#### DATA EXCERPTS

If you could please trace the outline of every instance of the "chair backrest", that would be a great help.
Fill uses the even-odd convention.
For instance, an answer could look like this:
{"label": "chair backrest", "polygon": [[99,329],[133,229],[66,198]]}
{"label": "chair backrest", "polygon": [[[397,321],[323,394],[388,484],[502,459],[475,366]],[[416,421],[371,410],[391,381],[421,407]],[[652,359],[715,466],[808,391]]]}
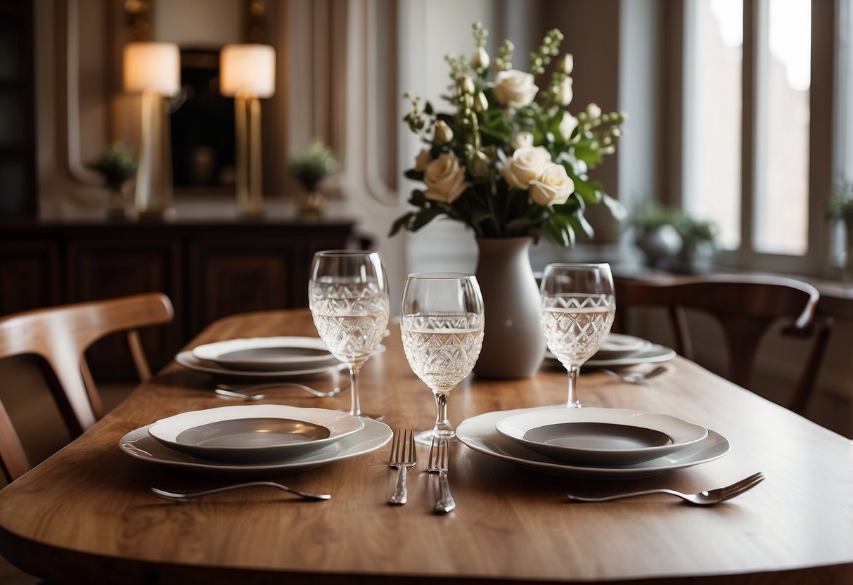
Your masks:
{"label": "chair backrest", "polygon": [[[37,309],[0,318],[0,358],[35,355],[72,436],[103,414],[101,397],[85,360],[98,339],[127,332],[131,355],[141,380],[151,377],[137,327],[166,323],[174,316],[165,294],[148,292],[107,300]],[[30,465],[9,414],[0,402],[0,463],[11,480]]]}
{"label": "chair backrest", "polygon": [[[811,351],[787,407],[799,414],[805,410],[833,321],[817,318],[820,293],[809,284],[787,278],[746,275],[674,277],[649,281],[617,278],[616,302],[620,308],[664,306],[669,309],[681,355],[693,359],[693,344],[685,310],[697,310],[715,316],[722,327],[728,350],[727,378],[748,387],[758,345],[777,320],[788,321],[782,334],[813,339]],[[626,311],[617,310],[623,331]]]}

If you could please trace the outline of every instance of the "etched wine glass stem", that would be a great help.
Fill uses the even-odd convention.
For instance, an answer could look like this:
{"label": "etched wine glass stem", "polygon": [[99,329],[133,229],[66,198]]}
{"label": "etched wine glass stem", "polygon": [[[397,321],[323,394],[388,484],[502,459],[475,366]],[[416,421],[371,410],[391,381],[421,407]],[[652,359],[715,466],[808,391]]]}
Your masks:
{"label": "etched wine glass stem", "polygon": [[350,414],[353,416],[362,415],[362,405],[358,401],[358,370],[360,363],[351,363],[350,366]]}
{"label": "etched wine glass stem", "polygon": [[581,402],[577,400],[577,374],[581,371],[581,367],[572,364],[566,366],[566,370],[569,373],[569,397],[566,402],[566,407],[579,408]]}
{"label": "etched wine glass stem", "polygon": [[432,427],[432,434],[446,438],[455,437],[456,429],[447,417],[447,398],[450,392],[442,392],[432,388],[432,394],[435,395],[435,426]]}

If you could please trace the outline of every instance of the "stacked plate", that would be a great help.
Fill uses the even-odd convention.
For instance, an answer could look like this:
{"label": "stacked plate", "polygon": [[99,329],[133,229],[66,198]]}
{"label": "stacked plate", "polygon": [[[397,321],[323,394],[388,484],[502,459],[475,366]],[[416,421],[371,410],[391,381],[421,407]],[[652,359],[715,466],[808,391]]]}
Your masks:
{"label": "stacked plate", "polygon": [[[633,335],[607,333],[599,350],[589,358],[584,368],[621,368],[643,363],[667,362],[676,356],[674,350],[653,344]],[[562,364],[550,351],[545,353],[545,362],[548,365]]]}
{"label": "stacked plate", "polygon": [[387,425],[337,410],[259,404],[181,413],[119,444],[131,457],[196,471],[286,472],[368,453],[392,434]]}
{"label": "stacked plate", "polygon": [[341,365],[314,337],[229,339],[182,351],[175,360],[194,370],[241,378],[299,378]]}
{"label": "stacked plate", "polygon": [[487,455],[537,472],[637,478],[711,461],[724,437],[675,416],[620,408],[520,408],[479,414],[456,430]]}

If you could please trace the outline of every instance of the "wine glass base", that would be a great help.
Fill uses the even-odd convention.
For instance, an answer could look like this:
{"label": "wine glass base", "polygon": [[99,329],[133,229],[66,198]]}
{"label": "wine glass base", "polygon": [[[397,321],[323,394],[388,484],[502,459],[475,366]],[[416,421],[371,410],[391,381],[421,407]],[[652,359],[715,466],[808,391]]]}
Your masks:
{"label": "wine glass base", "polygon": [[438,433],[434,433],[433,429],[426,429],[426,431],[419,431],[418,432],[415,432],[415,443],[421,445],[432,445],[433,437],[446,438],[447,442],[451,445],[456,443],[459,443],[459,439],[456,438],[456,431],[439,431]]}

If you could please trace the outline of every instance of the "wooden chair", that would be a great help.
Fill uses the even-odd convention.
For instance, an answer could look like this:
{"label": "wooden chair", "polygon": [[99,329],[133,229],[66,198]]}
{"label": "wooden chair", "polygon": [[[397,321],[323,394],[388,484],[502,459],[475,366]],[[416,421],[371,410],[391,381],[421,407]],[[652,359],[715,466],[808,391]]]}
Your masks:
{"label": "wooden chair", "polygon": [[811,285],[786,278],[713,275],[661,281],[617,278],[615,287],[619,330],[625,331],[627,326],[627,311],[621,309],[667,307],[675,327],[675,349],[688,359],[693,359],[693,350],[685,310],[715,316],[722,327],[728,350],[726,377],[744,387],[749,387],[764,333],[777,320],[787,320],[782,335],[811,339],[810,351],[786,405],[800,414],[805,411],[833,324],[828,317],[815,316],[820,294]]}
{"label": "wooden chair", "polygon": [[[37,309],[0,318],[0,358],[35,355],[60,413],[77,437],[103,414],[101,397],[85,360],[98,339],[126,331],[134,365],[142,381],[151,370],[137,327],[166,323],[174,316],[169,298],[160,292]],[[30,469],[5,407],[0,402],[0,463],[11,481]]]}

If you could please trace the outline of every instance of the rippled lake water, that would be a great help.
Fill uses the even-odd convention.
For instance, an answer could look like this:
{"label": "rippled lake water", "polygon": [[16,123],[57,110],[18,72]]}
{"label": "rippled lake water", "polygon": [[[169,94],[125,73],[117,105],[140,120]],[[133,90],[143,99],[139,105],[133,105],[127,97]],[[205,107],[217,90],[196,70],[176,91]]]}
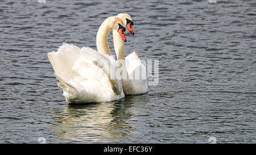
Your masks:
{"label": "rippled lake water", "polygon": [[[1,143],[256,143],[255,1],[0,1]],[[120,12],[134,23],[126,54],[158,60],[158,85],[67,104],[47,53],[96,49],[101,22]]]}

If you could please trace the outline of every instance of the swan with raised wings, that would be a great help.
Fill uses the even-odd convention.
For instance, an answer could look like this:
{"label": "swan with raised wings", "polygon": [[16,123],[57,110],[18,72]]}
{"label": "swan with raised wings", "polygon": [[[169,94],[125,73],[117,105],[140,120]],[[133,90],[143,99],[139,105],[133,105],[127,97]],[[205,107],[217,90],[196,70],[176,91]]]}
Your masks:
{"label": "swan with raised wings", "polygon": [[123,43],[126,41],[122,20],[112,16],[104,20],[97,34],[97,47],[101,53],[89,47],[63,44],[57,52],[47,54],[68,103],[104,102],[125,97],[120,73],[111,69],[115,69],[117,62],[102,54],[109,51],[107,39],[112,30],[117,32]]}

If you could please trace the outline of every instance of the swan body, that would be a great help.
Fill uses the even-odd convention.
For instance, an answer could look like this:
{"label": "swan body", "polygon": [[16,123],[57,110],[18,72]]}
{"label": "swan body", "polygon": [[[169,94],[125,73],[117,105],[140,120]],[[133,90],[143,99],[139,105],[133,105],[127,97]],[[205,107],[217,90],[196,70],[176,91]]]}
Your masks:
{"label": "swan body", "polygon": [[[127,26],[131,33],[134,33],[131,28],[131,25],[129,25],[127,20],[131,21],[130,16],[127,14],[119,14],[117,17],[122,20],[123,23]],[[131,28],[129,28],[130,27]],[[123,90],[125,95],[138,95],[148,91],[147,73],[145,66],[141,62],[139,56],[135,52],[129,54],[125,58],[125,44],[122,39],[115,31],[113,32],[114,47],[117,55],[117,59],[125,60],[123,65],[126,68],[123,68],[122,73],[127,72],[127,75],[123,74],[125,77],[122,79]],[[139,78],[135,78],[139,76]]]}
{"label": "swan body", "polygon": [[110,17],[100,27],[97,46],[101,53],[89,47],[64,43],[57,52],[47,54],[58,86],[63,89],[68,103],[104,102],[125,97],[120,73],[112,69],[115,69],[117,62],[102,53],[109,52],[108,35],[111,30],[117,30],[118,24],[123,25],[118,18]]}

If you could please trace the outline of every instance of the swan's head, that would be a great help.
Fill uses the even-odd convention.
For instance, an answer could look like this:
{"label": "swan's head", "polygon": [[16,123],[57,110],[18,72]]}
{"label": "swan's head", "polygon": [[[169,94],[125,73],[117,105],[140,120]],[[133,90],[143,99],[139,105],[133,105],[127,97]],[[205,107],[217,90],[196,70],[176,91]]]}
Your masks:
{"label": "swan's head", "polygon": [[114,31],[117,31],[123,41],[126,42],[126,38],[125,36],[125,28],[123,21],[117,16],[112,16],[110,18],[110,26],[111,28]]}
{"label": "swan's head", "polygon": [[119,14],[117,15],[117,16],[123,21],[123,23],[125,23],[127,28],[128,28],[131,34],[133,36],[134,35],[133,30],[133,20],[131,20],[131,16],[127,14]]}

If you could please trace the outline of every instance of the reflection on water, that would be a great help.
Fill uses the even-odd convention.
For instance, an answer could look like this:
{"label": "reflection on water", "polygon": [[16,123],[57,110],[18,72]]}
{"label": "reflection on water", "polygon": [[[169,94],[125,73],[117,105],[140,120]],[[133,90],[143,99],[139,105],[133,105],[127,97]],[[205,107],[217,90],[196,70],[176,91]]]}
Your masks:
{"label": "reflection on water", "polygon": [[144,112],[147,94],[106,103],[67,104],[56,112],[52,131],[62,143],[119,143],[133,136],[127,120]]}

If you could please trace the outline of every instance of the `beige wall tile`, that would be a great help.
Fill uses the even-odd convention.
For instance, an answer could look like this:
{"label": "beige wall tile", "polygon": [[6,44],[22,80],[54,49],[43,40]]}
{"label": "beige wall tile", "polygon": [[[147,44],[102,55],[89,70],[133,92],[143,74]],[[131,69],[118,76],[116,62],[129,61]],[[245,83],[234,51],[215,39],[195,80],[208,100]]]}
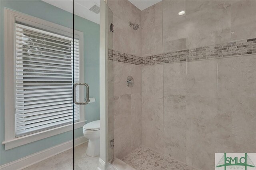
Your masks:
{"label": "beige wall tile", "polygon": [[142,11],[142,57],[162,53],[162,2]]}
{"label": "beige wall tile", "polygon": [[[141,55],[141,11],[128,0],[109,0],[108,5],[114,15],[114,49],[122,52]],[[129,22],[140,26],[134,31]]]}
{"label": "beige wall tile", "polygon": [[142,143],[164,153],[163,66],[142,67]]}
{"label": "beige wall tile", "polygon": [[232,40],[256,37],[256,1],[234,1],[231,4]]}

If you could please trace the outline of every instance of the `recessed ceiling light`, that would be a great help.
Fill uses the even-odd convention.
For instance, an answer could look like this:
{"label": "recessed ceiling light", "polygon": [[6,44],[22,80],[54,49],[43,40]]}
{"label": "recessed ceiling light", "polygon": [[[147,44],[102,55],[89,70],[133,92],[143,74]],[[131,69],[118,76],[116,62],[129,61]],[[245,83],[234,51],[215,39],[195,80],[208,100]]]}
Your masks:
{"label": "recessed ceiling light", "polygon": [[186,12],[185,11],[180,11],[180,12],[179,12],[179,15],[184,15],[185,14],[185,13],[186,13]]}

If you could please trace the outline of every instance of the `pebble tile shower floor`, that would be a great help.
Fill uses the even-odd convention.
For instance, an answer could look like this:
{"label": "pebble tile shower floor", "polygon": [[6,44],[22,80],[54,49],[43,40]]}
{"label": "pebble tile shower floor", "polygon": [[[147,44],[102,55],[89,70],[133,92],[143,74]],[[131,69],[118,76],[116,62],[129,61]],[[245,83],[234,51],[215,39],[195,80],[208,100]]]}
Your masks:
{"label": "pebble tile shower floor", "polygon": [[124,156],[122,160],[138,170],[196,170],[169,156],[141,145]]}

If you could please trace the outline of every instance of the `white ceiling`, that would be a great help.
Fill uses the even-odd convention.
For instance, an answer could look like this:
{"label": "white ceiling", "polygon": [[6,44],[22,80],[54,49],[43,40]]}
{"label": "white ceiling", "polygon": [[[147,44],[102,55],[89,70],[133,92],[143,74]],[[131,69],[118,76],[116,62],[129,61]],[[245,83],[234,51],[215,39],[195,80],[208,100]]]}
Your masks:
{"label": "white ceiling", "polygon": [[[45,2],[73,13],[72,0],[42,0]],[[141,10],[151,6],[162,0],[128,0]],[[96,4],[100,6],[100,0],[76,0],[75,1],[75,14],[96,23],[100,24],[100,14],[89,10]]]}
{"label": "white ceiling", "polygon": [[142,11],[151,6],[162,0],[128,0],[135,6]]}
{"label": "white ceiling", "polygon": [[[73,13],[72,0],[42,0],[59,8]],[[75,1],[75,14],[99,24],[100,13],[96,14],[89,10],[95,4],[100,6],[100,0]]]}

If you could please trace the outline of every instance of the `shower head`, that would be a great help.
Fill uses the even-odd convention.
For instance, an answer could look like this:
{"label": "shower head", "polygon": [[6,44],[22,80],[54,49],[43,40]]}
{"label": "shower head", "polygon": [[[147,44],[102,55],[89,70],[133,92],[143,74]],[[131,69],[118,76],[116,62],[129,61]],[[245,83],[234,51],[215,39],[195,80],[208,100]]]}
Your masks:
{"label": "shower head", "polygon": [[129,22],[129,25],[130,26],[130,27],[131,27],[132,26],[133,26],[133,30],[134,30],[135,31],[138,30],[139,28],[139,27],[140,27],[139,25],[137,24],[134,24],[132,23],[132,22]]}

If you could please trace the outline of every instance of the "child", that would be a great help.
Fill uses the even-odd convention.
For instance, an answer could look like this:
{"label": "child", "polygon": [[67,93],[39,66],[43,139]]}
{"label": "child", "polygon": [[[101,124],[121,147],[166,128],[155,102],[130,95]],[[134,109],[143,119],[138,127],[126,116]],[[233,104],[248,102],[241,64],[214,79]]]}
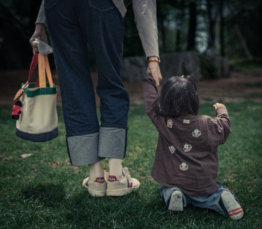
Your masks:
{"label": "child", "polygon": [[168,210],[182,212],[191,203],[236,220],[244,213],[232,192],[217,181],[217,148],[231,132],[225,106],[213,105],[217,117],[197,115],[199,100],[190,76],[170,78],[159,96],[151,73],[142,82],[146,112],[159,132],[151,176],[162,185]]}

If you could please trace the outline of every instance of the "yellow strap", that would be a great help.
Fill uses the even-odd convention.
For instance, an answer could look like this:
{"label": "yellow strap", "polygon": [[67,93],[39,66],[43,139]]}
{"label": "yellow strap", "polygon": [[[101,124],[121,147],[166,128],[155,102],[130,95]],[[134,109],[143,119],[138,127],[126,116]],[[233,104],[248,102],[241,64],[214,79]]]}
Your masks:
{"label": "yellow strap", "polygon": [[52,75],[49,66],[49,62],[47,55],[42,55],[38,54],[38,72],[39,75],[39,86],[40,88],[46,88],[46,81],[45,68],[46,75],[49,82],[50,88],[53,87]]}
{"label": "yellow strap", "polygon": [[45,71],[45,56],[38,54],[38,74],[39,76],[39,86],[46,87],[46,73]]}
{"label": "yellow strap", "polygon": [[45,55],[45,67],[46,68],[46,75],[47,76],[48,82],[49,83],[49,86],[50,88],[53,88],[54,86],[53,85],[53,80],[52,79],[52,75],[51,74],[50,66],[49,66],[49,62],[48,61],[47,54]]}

########

YOUR TASK
Report each line from the rows above that contains the string "wings", and copy every such line in full. Case counts when matching.

FINISHED ANSWER
If you could please trace the outline of every instance of the swan with raised wings, that would be a great help.
{"label": "swan with raised wings", "polygon": [[16,123],[57,110],[18,72]]}
{"label": "swan with raised wings", "polygon": [[[169,94],[125,73],[117,105],[140,120]],[[133,90],[143,99],[139,105],[133,105],[127,97]],[[205,107],[217,90],[196,70],[176,91]]]}
{"label": "swan with raised wings", "polygon": [[123,43],[126,41],[122,20],[112,16],[104,20],[97,34],[97,47],[101,53],[89,47],[63,44],[57,52],[47,54],[68,103],[104,102],[125,97],[120,73],[111,69],[115,69],[117,62],[102,54],[109,51],[107,39],[112,30],[117,32]]}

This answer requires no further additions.